» 元の本文
2013-09-23 13:57:01 | 日記
      ウィンザー通信より転載
ウィンザー通信
 アメリカ東海岸の小さな町で、米国人鍼灸師の夫&老三毛猫と暮らすピアノ弾き&教師の、日々の思いをつづります。
『ウソったれ首相の問責決議』を世論で高めよう!
2013年09月22日 | 日本とわたし
IWJ(Independent Web Journal)の記事を転載させていただきます。
あらためて、安倍首相がついたウソの実態を見聞して、これはもう、放っといてもよいレベルではないやろと思いました。
すべてはつながってるから、それも強固に、複雑に、絡み合うてつながってるから、それを解くのは大変ですけど、
まずはこの、どうしようもない大うそつきを、首相の座からどけませんか?
これは、いくらなんでも恥ずかしいと思いませんか?
日本人は、こんな大ウソをつく首相を、辞めさせることもできん腰抜けか?などと思われるのは癪に障りませんか?
辞めてもらいましょう、こんな人。
一杯飲み屋やらお家の部屋やらで、まじでアホやであの男、とか言うてるだけではあきません。
政治家はウソをつくもんやという人がいます。
わたしもええ年して、それぐらいわかってます。
けども、いくら政治家でも、いくら首相でも、ついてええウソとあかんウソがあります。
あの男は、あかんウソを何個もつきました。
それは、許したらあかんと思います。
五輪返上と首相解任。
がんばれ日本の市井のひとたち!

IOC総会で、安倍総理が、全世界に向けて語った4つの嘘 
~嘘のアスファルトで、ぬかるみのような真実が舗装される~
(岩上安身のニュースのトリセツ『IWJウィークリー第16号』より)


日本時間8日の明け方、2020年夏季オリンピックの開催地が、東京に決定しました。
東京での開催は、1964年以来2度目。
日本でのオリンピック開催は、1972年の札幌、1998年の長野の冬季五輪と合わせ、4度目の開催となります。

すべての五輪を知る世代の一人として、そして無類のスポーツ好きの一人として、手放しで、二度目の東京五輪開催を喜びたいと思っています。
本来であれば。

ですが、本当に残念なことですが、その招致のクライマックスで、喜びや期待に冷水を浴びせられ、今、ひどく憂鬱な気持ちにさせられています。

IOC(国際オリンピック委員会)総会が行われたブエノスアイレスには、東京都の猪瀬直樹知事に加え、
サンクトペテルブルクでのG20を終えたばかりの、安倍総理も駆けつけ、プレゼンテーションを行いました。

そこで、安倍総理の口から発せられたのは、次のような驚くべき発言でした。

“The situation is under control .”(状況はコントロールされている)

「状況」とは、福島第一原発の「状況」を指します。
安倍総理は、国際社会に向けて、福島第一原発をめぐる状況は「コントロール」されている、と宣言したのです。
さらに、ノルウェーのIOC委員から、福島第一原発の状況について聞かれた安倍総理は、次のように述べました。

» 渡された一覧

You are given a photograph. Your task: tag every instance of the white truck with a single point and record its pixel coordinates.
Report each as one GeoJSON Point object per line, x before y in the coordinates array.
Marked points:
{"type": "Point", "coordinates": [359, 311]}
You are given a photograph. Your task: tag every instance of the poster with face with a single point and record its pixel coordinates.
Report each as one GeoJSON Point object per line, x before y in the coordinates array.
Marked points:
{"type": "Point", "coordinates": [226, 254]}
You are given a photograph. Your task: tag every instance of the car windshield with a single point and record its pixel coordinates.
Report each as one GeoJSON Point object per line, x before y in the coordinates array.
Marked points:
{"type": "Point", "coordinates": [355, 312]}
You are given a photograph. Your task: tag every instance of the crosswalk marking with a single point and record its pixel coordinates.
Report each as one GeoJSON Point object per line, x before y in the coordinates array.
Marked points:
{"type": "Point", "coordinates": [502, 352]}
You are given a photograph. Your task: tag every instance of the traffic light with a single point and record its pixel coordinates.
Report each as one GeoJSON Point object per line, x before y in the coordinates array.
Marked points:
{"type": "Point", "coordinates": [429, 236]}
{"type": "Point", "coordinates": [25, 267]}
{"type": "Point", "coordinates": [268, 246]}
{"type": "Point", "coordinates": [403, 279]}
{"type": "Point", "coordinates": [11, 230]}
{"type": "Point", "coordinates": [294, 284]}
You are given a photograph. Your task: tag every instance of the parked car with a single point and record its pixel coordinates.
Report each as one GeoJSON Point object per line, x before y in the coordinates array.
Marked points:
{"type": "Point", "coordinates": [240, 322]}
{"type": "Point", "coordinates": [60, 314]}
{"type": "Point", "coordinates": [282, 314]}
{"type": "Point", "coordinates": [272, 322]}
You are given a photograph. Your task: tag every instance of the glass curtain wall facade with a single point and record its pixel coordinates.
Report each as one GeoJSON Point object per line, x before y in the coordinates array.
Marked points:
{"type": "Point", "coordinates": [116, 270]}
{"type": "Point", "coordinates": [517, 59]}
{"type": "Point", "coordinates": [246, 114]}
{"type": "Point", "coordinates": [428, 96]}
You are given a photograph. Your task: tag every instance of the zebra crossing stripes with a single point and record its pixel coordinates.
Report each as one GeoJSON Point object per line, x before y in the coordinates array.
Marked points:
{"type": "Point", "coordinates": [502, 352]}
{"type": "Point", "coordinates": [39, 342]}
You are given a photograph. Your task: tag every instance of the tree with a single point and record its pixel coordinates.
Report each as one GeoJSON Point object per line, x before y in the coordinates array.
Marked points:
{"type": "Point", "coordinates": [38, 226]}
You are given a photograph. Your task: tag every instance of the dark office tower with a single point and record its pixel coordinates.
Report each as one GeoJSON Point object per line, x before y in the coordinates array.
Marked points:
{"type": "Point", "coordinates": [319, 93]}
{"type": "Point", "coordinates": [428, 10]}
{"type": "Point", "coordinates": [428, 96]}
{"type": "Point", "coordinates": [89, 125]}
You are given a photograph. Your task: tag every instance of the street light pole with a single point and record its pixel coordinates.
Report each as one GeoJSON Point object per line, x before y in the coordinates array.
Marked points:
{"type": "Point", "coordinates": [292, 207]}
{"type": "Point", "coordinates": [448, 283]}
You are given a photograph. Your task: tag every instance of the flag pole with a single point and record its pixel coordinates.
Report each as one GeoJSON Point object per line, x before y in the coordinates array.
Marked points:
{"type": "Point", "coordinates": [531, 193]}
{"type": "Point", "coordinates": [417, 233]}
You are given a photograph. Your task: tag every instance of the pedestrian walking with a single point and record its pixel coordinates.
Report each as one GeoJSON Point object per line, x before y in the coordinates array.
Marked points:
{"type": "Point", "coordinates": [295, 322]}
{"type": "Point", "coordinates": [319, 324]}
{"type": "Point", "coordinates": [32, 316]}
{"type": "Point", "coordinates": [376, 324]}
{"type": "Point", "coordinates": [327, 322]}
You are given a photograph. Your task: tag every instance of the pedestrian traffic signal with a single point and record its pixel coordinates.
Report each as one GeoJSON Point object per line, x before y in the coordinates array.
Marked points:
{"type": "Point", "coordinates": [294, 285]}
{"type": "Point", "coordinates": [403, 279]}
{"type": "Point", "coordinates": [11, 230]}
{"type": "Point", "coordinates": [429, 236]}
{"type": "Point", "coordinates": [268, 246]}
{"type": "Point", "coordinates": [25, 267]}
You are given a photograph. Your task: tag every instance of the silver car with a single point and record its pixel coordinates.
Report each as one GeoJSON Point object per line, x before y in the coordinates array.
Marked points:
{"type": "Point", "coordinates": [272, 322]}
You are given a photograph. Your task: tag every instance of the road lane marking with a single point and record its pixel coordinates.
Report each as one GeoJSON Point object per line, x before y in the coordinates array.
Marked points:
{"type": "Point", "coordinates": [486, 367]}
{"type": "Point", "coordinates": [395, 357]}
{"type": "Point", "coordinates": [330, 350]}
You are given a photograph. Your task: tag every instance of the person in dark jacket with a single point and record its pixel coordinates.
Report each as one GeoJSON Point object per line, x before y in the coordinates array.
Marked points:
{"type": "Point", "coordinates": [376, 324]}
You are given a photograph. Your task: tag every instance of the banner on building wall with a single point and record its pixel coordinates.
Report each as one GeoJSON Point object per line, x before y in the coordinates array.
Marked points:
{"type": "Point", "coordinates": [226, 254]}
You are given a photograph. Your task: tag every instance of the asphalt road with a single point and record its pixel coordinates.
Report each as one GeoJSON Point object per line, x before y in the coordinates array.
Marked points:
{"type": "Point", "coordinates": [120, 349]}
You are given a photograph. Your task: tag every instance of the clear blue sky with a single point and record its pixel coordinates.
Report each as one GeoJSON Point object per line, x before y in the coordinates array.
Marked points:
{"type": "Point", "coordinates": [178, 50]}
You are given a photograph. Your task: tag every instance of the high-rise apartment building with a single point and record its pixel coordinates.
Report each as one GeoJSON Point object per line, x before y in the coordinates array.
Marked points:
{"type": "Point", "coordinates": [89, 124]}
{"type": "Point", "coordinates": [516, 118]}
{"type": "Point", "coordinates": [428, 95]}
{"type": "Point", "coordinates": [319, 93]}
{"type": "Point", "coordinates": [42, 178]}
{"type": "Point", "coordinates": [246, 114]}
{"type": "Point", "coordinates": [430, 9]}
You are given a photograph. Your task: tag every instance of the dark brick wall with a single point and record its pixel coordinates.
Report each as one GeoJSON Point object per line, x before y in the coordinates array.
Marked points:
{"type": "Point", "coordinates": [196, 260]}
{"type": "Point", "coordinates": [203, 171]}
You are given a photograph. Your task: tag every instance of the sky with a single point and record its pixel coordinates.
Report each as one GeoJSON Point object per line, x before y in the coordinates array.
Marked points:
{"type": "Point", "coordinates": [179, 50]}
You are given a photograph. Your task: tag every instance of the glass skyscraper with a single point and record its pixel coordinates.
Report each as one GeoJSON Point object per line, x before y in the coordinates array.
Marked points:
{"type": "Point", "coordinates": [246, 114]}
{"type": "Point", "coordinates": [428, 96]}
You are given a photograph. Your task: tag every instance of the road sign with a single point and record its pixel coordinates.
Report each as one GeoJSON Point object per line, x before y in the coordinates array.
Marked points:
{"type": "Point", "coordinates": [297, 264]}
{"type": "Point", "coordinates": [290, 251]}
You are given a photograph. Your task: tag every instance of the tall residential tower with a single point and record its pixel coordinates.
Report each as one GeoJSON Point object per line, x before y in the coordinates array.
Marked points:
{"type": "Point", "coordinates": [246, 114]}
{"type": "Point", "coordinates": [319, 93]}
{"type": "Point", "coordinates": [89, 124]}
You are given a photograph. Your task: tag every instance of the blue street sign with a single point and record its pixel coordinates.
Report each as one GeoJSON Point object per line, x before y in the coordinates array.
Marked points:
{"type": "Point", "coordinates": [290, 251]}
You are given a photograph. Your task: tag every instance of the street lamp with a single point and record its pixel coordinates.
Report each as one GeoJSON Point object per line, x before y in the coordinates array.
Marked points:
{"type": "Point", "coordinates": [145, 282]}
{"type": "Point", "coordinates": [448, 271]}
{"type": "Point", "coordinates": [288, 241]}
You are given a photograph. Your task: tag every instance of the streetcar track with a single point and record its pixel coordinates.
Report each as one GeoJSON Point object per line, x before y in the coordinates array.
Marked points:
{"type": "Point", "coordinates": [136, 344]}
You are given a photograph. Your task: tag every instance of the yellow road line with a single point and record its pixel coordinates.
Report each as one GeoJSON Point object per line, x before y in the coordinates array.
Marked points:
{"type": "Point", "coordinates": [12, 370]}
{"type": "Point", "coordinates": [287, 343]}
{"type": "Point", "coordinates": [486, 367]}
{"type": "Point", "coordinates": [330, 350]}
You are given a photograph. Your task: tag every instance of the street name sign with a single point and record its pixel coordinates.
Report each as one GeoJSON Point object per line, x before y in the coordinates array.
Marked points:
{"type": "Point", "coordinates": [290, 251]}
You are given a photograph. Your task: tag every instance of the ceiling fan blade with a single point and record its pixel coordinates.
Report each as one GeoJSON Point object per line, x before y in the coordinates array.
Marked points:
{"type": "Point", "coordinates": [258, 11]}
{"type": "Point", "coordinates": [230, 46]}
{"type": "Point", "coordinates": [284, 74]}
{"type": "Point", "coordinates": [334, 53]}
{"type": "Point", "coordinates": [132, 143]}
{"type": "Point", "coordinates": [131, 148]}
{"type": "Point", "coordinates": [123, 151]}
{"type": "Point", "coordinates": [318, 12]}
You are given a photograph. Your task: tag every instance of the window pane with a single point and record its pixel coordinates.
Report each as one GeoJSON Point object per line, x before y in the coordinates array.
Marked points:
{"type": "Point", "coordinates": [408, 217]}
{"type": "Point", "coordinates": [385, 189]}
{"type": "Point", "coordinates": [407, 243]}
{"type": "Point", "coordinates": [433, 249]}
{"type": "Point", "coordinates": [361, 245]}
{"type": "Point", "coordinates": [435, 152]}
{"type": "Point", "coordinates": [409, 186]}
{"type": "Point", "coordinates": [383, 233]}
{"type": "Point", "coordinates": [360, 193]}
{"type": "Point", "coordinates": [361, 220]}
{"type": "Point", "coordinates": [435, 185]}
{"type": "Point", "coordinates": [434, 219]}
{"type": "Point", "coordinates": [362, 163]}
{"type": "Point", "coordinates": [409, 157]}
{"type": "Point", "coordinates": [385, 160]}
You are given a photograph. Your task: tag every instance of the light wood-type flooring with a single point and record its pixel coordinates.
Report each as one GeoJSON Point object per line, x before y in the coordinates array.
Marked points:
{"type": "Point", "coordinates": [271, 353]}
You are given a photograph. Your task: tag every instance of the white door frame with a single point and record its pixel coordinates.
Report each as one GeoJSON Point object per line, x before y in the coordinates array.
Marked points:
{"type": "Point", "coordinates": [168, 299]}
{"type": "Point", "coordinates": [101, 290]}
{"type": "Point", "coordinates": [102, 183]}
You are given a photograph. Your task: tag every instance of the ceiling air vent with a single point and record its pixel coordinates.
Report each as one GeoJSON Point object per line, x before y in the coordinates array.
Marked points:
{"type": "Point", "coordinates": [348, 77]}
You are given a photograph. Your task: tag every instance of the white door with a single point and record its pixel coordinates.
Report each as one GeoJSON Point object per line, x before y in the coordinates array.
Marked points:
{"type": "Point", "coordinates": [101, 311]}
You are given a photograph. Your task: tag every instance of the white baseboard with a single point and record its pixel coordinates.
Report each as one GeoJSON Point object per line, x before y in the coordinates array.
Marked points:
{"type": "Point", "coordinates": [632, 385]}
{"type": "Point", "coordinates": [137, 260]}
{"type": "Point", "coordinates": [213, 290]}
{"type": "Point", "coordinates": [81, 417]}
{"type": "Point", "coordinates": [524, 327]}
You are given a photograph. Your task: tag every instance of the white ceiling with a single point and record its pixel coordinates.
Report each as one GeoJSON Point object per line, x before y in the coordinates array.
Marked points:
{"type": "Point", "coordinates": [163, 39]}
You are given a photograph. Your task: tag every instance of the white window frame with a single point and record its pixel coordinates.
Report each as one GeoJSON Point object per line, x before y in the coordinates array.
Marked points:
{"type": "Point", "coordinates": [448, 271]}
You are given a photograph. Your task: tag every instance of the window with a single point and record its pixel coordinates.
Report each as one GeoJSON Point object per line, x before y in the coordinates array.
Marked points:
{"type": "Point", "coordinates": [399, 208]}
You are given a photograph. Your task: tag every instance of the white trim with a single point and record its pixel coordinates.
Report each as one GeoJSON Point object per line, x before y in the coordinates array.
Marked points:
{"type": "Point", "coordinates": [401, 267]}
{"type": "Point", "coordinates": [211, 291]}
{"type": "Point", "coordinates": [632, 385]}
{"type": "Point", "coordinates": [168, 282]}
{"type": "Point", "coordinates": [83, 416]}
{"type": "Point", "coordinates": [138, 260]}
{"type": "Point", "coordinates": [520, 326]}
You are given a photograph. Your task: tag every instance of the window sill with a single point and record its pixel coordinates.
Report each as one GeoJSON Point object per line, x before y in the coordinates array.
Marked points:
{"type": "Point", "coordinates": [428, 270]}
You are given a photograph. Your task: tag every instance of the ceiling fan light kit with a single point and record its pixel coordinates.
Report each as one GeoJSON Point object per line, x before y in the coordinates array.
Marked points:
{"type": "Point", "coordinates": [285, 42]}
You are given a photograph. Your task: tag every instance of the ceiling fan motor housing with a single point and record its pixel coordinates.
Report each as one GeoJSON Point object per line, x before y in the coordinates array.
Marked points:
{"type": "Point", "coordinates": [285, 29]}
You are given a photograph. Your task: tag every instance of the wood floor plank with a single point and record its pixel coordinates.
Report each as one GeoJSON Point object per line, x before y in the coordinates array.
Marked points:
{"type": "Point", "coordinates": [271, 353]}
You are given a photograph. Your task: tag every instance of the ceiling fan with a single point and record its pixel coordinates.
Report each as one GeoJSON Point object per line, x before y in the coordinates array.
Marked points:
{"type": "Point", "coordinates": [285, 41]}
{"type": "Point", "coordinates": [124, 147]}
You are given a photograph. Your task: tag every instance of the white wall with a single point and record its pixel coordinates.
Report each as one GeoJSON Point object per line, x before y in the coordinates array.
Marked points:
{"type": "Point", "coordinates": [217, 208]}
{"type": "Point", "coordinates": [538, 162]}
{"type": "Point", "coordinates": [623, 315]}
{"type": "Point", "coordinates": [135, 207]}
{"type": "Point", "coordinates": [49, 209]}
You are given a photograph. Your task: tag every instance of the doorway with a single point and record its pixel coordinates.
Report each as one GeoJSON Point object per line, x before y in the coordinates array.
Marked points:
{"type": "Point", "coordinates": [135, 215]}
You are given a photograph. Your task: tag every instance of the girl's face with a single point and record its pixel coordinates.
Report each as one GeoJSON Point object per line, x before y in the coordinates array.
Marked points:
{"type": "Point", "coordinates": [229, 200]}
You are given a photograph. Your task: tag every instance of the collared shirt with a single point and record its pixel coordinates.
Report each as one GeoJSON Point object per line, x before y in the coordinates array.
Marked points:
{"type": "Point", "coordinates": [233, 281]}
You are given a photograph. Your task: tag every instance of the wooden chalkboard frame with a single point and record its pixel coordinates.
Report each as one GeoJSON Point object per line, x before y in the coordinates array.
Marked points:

» やること
1. 安倍首相のIOC演説についての本文に出てくる、日本でのオリンピック開催の年と都市を、全部書き出してください。
2. 安倍首相のIOC演説についての本文を、最後の文のあとから書き進めてください。
一覧はここでは使いません。

» 答え
1.
1964年 東京
1972年 札幌
1998年 長野
2020年 東京

2.
「まず、結論から申し上げますと、まったく問題ありません。
新聞のヘッドラインではなくて、事実を見ていただきたいと思います。
汚染水による影響は、福島第一原発の港湾内の、0.3平方キロメートルの範囲内で、完全にブロックされています。

福島の近海で、私たちは、モニタリングを行っています。
その結果、数値は、最大でも、WHOの飲料水質ガイドラインの、500分の1であります。
これが事実です。

そして、わが国の食品や水の安全基準は、世界でも最も厳しい基準であります。
食品や水からの被曝量は、日本どの地域においても、100分の1であります。
つまり、健康問題については、今までも、現在も、そして将来も、まったく問題ない、ということをお約束いたします。

さらに、完全に問題のないものにするために、抜本解決に向けたプログラムを、私が責任をもって決定し、すでに着手をしております。
実行していく、それをお約束いたします」

■動画URL:http://bit.ly/15a2YWp

私は真夜中に、地球の裏側のブエノスアイレスで、自国の総理が、国際社会に向けて、真っ赤な嘘を公言していることを知り、愕然としました。


◆汚染水は港湾内にブロックされていない◆

安倍総理は、「事実」を見ていただきたい、と大見得を切りながら、
「汚染水による影響は、福島第一原発の港湾内の、0.3平方キロメートルの範囲内で、完全にブロックされている」などと述べました。
しかし、これは「事実」ではありません。

8月19日、福島第一原発の貯水タンクから、毎日300トンもの、高濃度汚染水が漏洩したことが発覚しました。
この高濃度汚染水は、1リットルあたり8000万ベクレルにも達し、合計で、これまで24兆ベクレルが、漏洩したことになります。
原子力規制委員会は、この事故を、国際原子力事象評価尺度(INES)の「レベル3(重大な異常事象)」に該当する、と発表しました。

9月5日、この汚染水が、地下水に到達していたことが明らかとなりました。
汚染水の漏洩が発覚した、貯水タンクの周辺に掘った観測用の井戸から、
ストロンチウムが、1リットルあたり650ベクレルという、高い値で検出されたのです。

さらに東電は、2011年4月4日から10日にかけて、港湾内に、1万393トンの放射能汚染水を、意図的に放出しました。
含まれる放射能の量は、ヨウ素131やセシウム137など、計1500億ベクレルにもおよびます。

そして東電は、9月1日、港湾内の海水の44%が、港湾外の海水と交換されていることを明らかにしました。
これは、一日あたりの数字です。
すなわち、港湾内の汚染水は、一日で、半分の量が、外洋の海水と交換されているのであり、
汚染水が、「港湾内で完全にブロックされている」という安倍総理のスピーチは、「完全な虚構」に他なりません。
東電自ら認めている通り、そして、常識で考えれば誰でも理解できる通り、港湾内の汚染水は、海洋へと拡がっているのです。


◆日本の食品安全基準は、世界で一番厳しくはない◆

安倍総理がついた嘘の第2点は、「食品の安全基準は、世界で一番厳しい」という、誰でも見破れる嘘です。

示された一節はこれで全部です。